• DATASET CONTENT:
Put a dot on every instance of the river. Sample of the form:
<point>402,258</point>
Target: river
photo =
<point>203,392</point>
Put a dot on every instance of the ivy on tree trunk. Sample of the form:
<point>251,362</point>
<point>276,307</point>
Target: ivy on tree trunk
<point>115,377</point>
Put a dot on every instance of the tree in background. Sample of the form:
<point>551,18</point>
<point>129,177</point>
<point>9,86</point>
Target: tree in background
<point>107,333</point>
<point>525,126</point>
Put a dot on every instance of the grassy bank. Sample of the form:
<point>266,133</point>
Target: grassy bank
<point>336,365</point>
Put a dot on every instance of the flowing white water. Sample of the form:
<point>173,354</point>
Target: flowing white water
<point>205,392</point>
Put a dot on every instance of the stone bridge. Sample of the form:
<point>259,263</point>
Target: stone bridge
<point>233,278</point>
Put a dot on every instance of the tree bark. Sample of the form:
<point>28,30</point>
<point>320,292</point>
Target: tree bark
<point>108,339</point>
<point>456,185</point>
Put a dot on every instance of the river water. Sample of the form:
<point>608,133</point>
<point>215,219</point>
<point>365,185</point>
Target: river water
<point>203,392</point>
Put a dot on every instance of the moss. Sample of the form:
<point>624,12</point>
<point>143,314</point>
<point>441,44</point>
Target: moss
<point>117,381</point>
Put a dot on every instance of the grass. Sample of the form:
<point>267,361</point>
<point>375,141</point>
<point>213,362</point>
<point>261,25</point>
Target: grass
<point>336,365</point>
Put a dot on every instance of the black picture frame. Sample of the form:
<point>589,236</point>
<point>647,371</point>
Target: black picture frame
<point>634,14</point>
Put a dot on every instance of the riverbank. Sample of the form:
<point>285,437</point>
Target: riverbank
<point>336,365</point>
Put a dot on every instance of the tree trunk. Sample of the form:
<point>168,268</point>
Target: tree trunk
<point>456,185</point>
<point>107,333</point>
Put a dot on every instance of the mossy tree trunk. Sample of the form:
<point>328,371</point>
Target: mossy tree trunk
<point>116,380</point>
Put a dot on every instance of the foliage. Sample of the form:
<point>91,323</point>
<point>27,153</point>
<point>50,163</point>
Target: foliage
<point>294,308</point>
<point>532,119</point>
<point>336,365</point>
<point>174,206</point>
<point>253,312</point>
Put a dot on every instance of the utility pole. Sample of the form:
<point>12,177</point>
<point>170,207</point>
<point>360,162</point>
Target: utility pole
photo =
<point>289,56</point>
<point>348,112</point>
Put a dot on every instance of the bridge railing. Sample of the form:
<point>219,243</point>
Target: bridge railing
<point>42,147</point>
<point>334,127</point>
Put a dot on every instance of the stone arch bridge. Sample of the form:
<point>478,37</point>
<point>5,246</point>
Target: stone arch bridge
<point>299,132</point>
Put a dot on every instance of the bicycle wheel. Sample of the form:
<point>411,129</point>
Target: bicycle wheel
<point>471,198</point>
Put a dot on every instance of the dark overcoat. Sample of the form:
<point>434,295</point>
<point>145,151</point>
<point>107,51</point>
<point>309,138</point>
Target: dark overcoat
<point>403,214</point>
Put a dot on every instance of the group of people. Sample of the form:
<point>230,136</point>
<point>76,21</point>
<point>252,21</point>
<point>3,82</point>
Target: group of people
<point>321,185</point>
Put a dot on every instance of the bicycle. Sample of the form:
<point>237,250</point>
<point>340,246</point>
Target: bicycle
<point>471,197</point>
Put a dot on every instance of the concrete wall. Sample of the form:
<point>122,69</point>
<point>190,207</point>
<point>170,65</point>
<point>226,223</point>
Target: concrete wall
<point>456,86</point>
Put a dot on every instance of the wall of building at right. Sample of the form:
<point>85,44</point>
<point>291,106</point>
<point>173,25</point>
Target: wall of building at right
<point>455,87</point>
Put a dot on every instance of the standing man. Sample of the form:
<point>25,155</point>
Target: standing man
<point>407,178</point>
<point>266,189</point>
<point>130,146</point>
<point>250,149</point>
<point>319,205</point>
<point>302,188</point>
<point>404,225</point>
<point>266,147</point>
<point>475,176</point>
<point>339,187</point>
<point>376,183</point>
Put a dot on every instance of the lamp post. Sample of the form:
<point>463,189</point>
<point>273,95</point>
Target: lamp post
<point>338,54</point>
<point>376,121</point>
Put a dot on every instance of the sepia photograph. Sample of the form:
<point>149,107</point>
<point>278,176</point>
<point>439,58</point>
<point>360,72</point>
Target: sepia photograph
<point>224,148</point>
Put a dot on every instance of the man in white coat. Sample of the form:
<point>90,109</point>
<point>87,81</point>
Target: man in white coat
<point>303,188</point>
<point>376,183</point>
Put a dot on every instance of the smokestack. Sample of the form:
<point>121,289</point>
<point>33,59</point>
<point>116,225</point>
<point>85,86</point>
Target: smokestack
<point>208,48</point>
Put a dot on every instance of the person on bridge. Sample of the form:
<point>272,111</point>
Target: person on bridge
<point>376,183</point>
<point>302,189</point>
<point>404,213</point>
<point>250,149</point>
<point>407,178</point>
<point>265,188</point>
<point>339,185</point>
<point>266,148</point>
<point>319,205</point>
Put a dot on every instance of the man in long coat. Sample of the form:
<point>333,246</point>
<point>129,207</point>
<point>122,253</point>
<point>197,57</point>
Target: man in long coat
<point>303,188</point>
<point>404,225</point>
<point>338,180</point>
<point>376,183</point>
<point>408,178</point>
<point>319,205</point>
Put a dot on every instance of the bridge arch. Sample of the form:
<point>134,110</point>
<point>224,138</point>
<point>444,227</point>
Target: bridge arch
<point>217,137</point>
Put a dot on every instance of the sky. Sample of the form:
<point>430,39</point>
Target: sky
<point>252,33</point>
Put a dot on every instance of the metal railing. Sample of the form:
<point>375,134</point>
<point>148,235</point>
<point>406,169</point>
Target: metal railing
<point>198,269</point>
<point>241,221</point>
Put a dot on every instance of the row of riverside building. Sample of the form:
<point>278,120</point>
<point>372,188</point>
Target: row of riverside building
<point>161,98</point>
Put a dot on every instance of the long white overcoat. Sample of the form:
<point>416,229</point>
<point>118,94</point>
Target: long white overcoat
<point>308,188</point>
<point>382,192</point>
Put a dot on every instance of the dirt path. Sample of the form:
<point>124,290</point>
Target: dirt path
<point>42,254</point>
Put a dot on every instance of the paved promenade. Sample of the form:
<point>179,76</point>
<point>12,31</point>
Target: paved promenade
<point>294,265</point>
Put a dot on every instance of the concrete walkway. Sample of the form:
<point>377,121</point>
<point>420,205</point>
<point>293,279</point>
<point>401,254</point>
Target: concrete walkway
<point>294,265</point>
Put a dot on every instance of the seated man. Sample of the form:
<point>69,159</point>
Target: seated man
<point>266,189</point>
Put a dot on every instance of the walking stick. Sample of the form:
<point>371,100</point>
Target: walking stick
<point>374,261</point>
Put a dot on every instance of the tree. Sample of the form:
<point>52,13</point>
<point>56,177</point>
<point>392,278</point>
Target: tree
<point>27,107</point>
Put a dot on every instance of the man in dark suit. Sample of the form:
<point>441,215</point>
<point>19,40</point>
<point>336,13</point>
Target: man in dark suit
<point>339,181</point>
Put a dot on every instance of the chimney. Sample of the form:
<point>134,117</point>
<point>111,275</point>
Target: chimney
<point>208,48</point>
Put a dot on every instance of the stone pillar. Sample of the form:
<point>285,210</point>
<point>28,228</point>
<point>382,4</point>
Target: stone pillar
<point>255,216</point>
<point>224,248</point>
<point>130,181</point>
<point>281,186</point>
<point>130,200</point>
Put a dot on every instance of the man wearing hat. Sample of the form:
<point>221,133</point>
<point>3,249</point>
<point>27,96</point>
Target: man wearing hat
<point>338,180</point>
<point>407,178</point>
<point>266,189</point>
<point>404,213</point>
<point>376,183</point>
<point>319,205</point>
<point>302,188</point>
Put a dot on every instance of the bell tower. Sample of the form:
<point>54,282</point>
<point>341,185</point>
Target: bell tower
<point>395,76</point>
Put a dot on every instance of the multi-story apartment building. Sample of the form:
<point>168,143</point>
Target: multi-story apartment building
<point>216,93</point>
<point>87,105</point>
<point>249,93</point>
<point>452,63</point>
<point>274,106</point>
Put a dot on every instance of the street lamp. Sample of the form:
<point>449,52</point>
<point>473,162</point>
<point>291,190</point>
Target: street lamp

• THE REQUEST: Print the data from the line containing "Put a dot on every instance of the man wearing" through the last line of the data, including both of those lines, and reproduce each line character for character.

• RESULT OF THE TASK:
Put a dot on every instance of the man wearing hat. Sample of the form:
<point>221,133</point>
<point>3,249</point>
<point>27,96</point>
Target: man wearing hat
<point>338,180</point>
<point>407,178</point>
<point>266,189</point>
<point>404,213</point>
<point>376,183</point>
<point>319,205</point>
<point>302,188</point>
Put a dot on every instance of the bell tower. Sample of the form:
<point>54,282</point>
<point>341,185</point>
Target: bell tower
<point>395,76</point>
Put a dot on every instance of the multi-story apartment building. Sample of the form:
<point>168,143</point>
Target: multi-story apartment building
<point>216,93</point>
<point>87,105</point>
<point>249,93</point>
<point>452,63</point>
<point>274,106</point>
Put a dot on every instance of the street lamp. Sample of the form:
<point>449,52</point>
<point>473,162</point>
<point>291,190</point>
Target: street lamp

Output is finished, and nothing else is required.